## TASK GOAL
Below are records; transcribe only the line with "Note: the class marks the dark signboard" and those after it, through the last line, without any change.

-- Start RAW RECORDS --

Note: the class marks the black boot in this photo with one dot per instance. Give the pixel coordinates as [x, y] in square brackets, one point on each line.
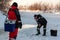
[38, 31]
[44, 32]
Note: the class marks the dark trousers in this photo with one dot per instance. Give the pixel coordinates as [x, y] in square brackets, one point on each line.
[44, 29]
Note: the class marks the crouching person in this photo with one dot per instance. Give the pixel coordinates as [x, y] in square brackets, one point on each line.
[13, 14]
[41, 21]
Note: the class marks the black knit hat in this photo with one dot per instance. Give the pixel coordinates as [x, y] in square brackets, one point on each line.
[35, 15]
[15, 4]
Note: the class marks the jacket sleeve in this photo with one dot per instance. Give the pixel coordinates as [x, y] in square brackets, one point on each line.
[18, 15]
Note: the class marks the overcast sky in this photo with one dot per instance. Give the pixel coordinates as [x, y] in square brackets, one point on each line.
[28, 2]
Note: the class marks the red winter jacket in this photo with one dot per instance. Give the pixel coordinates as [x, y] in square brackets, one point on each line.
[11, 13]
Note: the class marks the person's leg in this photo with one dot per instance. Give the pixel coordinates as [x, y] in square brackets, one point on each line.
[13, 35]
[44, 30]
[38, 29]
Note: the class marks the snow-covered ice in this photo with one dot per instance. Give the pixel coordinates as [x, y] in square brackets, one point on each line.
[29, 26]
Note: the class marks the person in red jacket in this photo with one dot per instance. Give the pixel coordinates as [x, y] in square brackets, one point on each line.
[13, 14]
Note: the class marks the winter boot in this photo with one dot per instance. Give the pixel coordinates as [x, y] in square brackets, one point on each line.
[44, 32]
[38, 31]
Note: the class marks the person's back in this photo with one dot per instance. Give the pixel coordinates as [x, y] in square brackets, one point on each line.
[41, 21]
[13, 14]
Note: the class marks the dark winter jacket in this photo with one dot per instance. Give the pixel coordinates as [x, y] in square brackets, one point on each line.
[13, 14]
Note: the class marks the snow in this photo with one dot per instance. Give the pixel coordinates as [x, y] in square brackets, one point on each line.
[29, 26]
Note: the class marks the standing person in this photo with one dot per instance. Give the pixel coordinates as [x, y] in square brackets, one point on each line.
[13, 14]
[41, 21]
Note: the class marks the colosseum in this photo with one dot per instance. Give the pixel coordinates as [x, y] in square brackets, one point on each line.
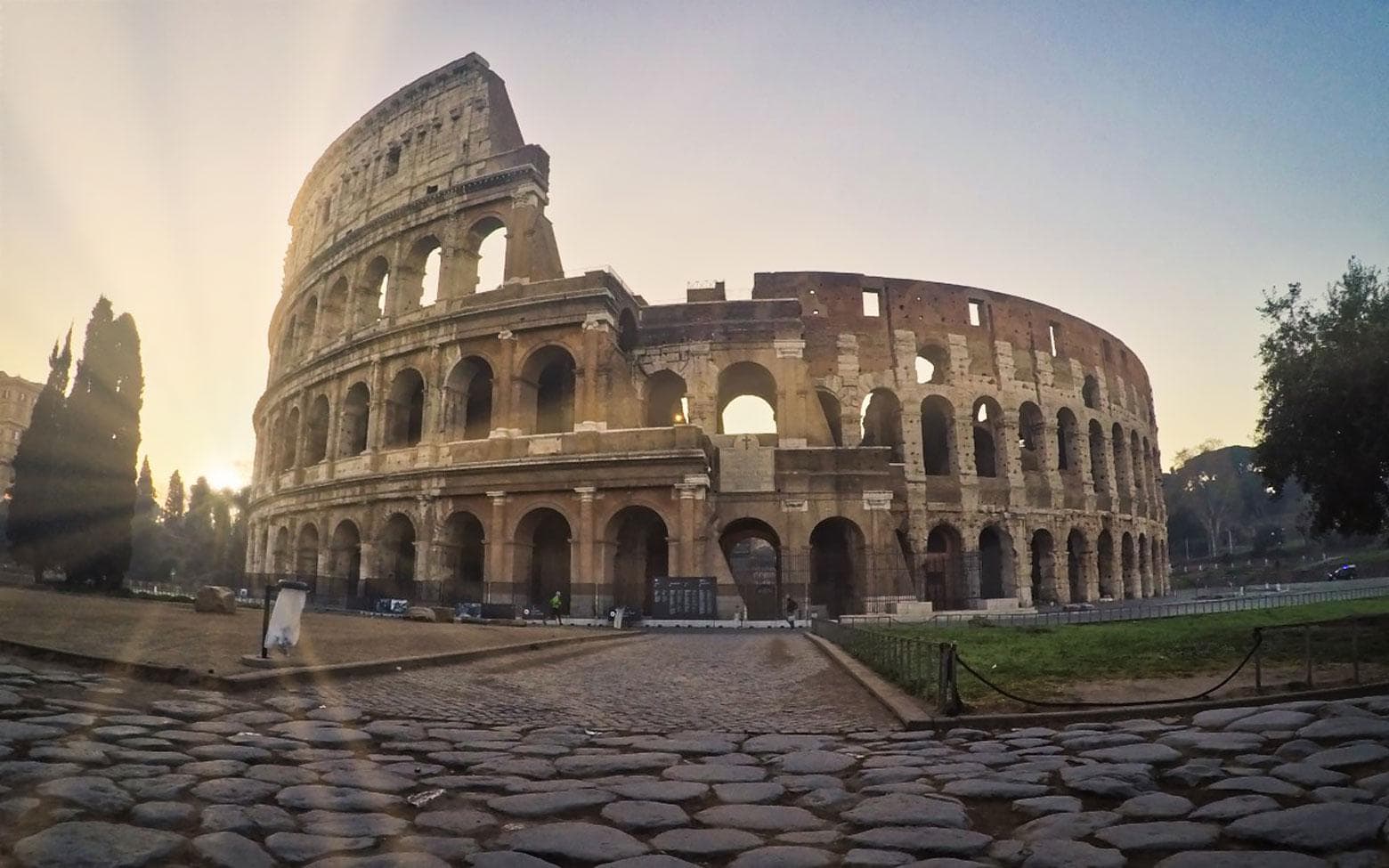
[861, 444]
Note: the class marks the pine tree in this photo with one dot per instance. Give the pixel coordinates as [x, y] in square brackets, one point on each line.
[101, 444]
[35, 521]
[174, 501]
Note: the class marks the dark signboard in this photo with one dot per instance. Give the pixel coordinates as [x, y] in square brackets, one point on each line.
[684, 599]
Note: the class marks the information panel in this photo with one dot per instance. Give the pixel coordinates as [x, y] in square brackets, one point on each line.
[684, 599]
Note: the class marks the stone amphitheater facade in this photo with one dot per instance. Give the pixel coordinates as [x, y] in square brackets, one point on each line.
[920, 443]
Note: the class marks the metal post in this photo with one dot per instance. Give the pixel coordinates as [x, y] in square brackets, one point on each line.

-- End RAW RECORDS --

## RESULT BELOW
Note: the class marks the dark signboard in this photo with one dot per instance. Give the pixel coordinates as [x, y] in square brackets, one point on each line.
[684, 599]
Note: the class marks the information panel in this photo with one dot per instance. Give the pixel coordinates as [x, y] in square brackets, one point on each line.
[684, 599]
Note: the class marks the stone amphitheater facade in this photo with one dot per instance. Give the pixel coordinates as [x, y] in square brackets, one point on each line.
[920, 443]
Note: the class marks the metal post in this photo with one dot per instance. Give the pixel coordinates as [x, y] in square brackets, one point on each line.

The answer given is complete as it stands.